Aim of the exercise |
The answer must consist of every record below, reproduced exactly.

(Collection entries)
........

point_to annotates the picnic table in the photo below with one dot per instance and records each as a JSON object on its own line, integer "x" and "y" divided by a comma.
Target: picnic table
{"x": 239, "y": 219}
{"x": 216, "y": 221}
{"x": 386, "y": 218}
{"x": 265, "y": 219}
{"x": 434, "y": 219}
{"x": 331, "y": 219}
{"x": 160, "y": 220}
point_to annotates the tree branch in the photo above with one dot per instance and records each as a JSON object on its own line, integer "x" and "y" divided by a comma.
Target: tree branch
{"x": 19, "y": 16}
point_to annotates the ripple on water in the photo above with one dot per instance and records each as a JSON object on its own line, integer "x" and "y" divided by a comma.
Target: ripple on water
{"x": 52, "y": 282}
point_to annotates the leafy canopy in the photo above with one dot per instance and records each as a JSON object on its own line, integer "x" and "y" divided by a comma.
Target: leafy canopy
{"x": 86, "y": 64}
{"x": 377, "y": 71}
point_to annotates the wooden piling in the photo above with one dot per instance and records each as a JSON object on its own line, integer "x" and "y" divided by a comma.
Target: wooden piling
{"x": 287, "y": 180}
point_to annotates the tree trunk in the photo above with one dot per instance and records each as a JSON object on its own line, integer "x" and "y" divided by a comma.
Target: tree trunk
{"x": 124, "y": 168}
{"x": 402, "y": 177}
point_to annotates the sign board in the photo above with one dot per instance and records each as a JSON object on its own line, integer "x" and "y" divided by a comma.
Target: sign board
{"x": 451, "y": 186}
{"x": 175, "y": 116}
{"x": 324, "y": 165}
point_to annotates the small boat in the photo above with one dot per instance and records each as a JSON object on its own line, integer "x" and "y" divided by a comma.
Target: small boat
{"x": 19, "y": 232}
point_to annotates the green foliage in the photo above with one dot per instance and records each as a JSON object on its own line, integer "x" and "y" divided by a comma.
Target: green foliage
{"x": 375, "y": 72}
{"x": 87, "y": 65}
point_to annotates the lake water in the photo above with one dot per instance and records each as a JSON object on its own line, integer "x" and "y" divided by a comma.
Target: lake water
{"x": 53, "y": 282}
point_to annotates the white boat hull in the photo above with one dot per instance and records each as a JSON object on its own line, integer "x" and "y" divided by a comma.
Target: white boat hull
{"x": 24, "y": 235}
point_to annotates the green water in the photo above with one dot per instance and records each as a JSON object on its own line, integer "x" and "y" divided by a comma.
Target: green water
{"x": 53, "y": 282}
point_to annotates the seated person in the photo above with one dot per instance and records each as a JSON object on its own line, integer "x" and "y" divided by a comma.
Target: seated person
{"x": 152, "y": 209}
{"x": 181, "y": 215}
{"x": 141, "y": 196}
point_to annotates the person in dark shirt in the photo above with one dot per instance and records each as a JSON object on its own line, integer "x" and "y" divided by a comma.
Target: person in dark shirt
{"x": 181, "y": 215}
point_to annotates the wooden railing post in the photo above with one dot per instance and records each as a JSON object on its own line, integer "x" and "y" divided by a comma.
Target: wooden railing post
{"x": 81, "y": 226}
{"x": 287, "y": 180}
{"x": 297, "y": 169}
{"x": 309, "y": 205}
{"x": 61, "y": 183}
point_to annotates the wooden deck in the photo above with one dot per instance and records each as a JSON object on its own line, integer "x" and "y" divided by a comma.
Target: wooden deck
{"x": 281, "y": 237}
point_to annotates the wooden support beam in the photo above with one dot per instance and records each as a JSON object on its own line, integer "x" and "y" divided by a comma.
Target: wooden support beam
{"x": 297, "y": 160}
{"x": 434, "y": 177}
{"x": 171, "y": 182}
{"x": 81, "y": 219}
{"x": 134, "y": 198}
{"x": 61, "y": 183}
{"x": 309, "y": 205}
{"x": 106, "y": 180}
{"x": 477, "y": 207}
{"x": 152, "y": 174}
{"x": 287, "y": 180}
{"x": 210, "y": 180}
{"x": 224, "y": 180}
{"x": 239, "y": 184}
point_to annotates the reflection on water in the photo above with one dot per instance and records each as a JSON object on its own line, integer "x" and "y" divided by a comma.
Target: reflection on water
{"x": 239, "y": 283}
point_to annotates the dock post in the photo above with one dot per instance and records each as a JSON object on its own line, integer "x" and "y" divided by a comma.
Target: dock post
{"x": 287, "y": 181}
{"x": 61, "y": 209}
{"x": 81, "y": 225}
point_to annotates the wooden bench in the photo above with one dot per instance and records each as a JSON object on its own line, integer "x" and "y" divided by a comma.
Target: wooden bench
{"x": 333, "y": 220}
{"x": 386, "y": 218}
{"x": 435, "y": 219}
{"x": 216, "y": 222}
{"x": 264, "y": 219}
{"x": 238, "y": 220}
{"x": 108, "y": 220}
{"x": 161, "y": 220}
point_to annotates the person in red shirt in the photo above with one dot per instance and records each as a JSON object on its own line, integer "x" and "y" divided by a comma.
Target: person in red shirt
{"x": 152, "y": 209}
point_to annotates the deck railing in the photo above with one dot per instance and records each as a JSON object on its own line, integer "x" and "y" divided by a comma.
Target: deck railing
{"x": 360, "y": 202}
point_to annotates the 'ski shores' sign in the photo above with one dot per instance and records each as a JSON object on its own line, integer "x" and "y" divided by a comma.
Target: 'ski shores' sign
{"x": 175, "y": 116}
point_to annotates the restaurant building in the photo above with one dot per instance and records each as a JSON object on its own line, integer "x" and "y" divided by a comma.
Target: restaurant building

........

Output of the task |
point_to annotates the picnic table in the photo below with one dot per instance and records each as a JSON object on its own line, integer "x" and "y" divided by a comma.
Target: picnic table
{"x": 239, "y": 219}
{"x": 216, "y": 221}
{"x": 386, "y": 218}
{"x": 265, "y": 219}
{"x": 434, "y": 219}
{"x": 331, "y": 219}
{"x": 160, "y": 220}
point_to annotates the tree branch in the photo above with one dot per instance and records each as a JSON object on its own line, integer "x" and "y" divided by a comma.
Target: tree branch
{"x": 19, "y": 16}
point_to annotates the ripple on water in the photo above with one dot per instance and records each as a JSON object on its own line, integer "x" and "y" divided by a comma.
Target: ripple on water
{"x": 52, "y": 282}
point_to annotates the leafy canopy in the photo above with one dot per instance and records each as a JSON object on its own line, integer "x" and "y" divided by a comma.
Target: leafy canopy
{"x": 86, "y": 64}
{"x": 377, "y": 71}
point_to annotates the wooden piling in the photo above with one dot per instance and records each as a JSON object on its own line, integer "x" and "y" divided by a comma.
Target: wooden piling
{"x": 287, "y": 180}
point_to annotates the tree trunk in the photo above with one dot per instance and records each as a JSON object on its own line, integer "x" and "y" divided by a comma.
Target: tree trunk
{"x": 124, "y": 168}
{"x": 402, "y": 177}
point_to annotates the sign board in the photo above with one dot per instance and records each as a JSON object on its own line, integer "x" and "y" divided by a comma.
Target: sign board
{"x": 451, "y": 186}
{"x": 175, "y": 116}
{"x": 324, "y": 165}
point_to annotates the small boat in the photo above with one dot per instance and records each as a JSON object on its own line, integer "x" and "y" divided by a comma.
Target: small boat
{"x": 19, "y": 232}
point_to annotates the green foliage in the photo above with one dot per instance and records each as a JSON object on its own line, integer "x" and "y" divided by a comma.
Target: green foliage
{"x": 375, "y": 72}
{"x": 87, "y": 65}
point_to annotates the lake water in the photo above with one dot per instance and records each as a JSON object on its own line, integer "x" and "y" divided by a comma.
Target: lake water
{"x": 53, "y": 282}
point_to annotates the white boat hull in the photo above with one dot per instance and records each as a JSON object on its own line, integer "x" and "y" divided by a comma.
Target: white boat hull
{"x": 24, "y": 235}
point_to annotates the green water in the photo above with one dot per instance and records each as a JSON object on its own line, integer "x" and "y" divided by a comma.
Target: green water
{"x": 53, "y": 282}
point_to annotates the seated person in the photo above with one dot per instance and records each as a JSON object on its own line, integer "x" and "y" divided by a comma.
Target: seated person
{"x": 152, "y": 209}
{"x": 181, "y": 215}
{"x": 141, "y": 196}
point_to annotates the person in dark shirt in the photo above with one dot per instance and records each as a JSON object on its own line, integer "x" and "y" divided by a comma.
Target: person in dark shirt
{"x": 181, "y": 215}
point_to annotates the wooden railing post in the photo above with one dot per instance and records each as a JSON object on its own line, integer "x" and "y" divided by a comma.
Target: wooden railing post
{"x": 81, "y": 226}
{"x": 287, "y": 180}
{"x": 297, "y": 169}
{"x": 309, "y": 205}
{"x": 61, "y": 183}
point_to annotates the wooden deck in the photo above with one dot per instance and records each as a JSON object on its own line, integer "x" and "y" divided by a comma.
Target: wooden deck
{"x": 281, "y": 237}
point_to annotates the wooden support beam in the photo above with one dot per instance and records each as a JSON object on its own line, integer "x" and "y" divided by a comma.
Target: wooden support beam
{"x": 297, "y": 160}
{"x": 434, "y": 177}
{"x": 171, "y": 182}
{"x": 81, "y": 219}
{"x": 134, "y": 198}
{"x": 61, "y": 183}
{"x": 309, "y": 205}
{"x": 106, "y": 180}
{"x": 477, "y": 207}
{"x": 152, "y": 174}
{"x": 287, "y": 180}
{"x": 210, "y": 180}
{"x": 224, "y": 180}
{"x": 239, "y": 184}
point_to annotates the reflection on water in the photo above with one dot per instance and records each as a JSON object on its own line, integer "x" and "y" divided by a comma.
Target: reflection on water
{"x": 239, "y": 283}
point_to annotates the dock post in the photo above with one dot per instance and records each as a JSON object on its own line, integer "x" and "y" divided by a comma.
Target: dock post
{"x": 287, "y": 181}
{"x": 61, "y": 209}
{"x": 81, "y": 225}
point_to annotates the wooden bench in the photo above with one dot per instance and records each as a JSON object on its own line, integer "x" and "y" divided by a comma.
Target: wooden bench
{"x": 333, "y": 220}
{"x": 386, "y": 218}
{"x": 435, "y": 219}
{"x": 216, "y": 222}
{"x": 264, "y": 219}
{"x": 238, "y": 220}
{"x": 108, "y": 220}
{"x": 161, "y": 220}
point_to annotates the person in red shirt in the photo above with one dot per instance and records each as a JSON object on its own line, integer "x" and "y" divided by a comma.
Target: person in red shirt
{"x": 152, "y": 209}
point_to annotates the deck railing in the photo above with one dot per instance and records each as a JSON object on its own line, integer "x" and "y" divided by a comma.
Target: deck railing
{"x": 360, "y": 202}
point_to annotates the 'ski shores' sign in the photo above with one dot per instance and records each as a JSON object on its own line, integer "x" and "y" divided by a comma.
Target: 'ski shores' sign
{"x": 175, "y": 116}
point_to annotates the restaurant building in the photo above with one dot per instance and records each as a JSON object on its own line, integer "x" and "y" divided by a comma.
Target: restaurant building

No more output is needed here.